_Material for the task_:
====================

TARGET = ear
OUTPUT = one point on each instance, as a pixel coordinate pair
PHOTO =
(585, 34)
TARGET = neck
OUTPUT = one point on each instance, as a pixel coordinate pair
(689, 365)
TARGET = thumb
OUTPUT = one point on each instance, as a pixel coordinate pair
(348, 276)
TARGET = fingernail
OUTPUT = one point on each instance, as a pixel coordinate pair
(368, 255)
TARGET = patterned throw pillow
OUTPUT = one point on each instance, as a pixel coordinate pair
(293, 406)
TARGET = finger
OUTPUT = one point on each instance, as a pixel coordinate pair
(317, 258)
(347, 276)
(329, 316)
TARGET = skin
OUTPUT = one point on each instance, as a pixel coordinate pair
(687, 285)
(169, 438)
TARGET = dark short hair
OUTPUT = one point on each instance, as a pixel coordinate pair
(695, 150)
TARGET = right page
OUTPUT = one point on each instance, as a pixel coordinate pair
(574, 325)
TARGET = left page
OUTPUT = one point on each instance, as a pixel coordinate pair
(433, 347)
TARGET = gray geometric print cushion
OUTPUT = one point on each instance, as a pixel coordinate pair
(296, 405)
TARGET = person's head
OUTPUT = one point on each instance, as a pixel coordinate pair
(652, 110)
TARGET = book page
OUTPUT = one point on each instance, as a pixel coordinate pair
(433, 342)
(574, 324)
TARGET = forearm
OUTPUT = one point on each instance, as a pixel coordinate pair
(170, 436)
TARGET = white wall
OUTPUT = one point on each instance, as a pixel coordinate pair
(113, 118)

====================

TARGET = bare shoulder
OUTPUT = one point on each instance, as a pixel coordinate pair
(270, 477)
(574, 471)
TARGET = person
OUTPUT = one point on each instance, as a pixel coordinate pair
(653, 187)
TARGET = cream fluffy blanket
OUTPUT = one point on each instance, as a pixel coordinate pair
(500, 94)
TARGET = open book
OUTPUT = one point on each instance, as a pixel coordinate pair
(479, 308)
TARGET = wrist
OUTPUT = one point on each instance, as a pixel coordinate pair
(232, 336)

====================

_Task requirements_: Please pick out and copy every line of the records that contains the word "page", and treat uppercase and lowercase as different.

_Solved exercise_:
TARGET = right page
TARGET = left page
TARGET = book page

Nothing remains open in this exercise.